**Trecho do texto**
***
A nova norma abre espaço para cirurgiões-dentistas receitarem tirzepatida no tratamento da apneia, mas especialistas pedem cautela e fiscalização rígida.
A recente autorização da Anvisa para o uso do Mounjaro (tirzepatida) no tratamento da apneia obstrutiva do sono em pessoas obesas abriu caminho para que cirurgiões-dentistas, sobretudo os que atuam em odontologia do sono, possam prescrever o medicamento. A decisão se apoia na Lei nº 5.081/66, que permite ao dentista indicar fármacos ligados à sua área de atuação. No entanto, a novidade gerou forte debate na categoria, que aponta riscos clínicos, responsabilidades ampliadas e o temor de uso indevido da substância.
O Conselho Federal de Odontologia reconhece a prerrogativa legal, mas reforça que a tirzepatida é um medicamento sistêmico complexo, tradicionalmente utilizado no tratamento de diabetes e obesidade. Embora a prescrição seja permitida quando vinculada ao manejo da apneia, o CFO alerta que isso não deve ser interpretado como um aval geral para uso amplo. A entidade lembra que o profissional precisa compreender o quadro sistêmico do paciente, avaliar possíveis interações medicamentosas e atuar preferencialmente em conjunto com médicos do sono, endocrinologistas e nutricionistas.
***
**Sua tarefa**
Dê continuidade ao texto acima sobre a prescrição de tirzepatida por cirurgiões-dentistas, começando logo depois da última frase dele.
***
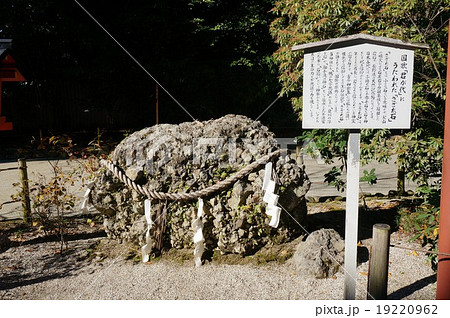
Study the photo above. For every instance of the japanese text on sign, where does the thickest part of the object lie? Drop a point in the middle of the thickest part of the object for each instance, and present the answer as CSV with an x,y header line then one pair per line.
x,y
362,86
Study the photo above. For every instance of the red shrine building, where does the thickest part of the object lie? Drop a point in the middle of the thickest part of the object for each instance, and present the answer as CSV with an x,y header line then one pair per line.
x,y
8,73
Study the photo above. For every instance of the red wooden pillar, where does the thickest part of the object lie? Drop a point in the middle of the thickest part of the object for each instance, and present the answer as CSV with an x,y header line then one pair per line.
x,y
8,73
443,275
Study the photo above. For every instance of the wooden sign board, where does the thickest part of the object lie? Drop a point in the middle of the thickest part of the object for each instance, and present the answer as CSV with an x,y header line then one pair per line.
x,y
354,82
360,86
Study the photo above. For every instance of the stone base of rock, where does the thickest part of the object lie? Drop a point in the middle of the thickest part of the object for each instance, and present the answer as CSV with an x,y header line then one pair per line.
x,y
321,255
193,156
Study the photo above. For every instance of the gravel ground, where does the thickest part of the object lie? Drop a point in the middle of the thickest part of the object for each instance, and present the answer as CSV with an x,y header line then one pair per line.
x,y
35,271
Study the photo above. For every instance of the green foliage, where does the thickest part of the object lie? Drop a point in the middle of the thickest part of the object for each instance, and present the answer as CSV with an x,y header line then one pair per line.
x,y
418,151
369,177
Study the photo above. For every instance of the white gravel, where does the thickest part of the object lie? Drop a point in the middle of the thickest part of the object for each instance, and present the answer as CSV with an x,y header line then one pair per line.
x,y
36,272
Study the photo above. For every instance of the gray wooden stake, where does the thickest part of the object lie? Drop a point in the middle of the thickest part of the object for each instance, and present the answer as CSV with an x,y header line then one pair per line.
x,y
379,262
25,196
351,214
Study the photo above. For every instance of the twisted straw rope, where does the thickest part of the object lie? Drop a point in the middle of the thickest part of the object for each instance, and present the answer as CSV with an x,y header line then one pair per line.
x,y
220,186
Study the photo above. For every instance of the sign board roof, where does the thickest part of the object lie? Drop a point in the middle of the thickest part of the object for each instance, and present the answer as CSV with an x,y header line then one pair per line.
x,y
356,39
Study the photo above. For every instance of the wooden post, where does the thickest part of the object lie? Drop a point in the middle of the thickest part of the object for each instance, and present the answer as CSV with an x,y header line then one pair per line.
x,y
443,275
400,176
157,103
379,262
351,214
25,196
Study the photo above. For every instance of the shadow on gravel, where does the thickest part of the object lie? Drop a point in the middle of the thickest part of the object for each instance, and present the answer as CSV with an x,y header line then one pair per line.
x,y
410,289
67,237
51,265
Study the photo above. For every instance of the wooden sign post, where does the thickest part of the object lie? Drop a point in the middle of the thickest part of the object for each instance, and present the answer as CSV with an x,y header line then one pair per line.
x,y
356,82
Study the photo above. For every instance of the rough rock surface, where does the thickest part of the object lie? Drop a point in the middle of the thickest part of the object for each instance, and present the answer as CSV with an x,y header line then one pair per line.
x,y
192,156
320,255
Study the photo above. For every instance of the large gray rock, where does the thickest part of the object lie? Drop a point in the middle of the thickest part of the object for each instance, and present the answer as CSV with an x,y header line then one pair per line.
x,y
321,255
192,156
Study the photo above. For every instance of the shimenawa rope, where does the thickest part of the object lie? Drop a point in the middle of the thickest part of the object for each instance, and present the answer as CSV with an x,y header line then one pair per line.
x,y
220,186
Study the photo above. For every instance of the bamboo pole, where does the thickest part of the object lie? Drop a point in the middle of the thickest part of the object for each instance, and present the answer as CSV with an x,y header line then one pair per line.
x,y
379,263
25,195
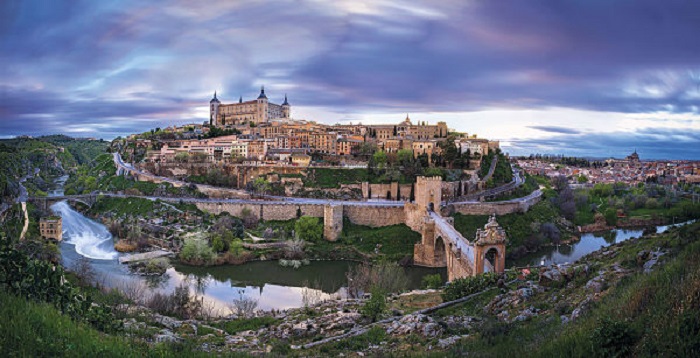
***
**Resposta**
Entre os especialistas que manifestam cautela está a cirurgiã-dentista Rayane Tindo, que questiona se a categoria está preparada para lidar com um medicamento tão potente. Ela destaca que os efeitos adversos da tirzepatida — como náuseas intensas, vômitos, alterações gastrointestinais e risco de pancreatite — podem impactar diretamente a saúde geral e até a saúde bucal, aumentando problemas como boca seca, erosão dentária e cáries. Para Rayane, a prescrição sem acompanhamento médico adequado coloca pacientes em risco e pode banalizar um tratamento de alta complexidade.
A profissional defende que a formação odontológica tradicional não é suficiente para o manejo seguro de fármacos metabólicos, recomendando protocolos rígidos, certificações específicas e atuação interdisciplinar formalizada. O CFO concorda que a autonomia do dentista deve caminhar junto com responsabilidade ampliada, destacando que o Mounjaro é indicado apenas para pacientes obesos com apneia — um grupo que geralmente convive com outras comorbidades e exige monitoramento cuidadoso. A entidade afirma que, apesar da permissão, a prescrição isolada não é recomendada.
Ao reforçar a necessidade de cautela, o conselho orienta que o diagnóstico da apneia, o acompanhamento clínico e a prescrição de medicamentos como a tirzepatida sejam feitos com base técnica sólida e integração com outros profissionais de saúde. A prioridade, segundo o CFO, deve ser sempre a segurança do paciente. Por Correio Braziliense.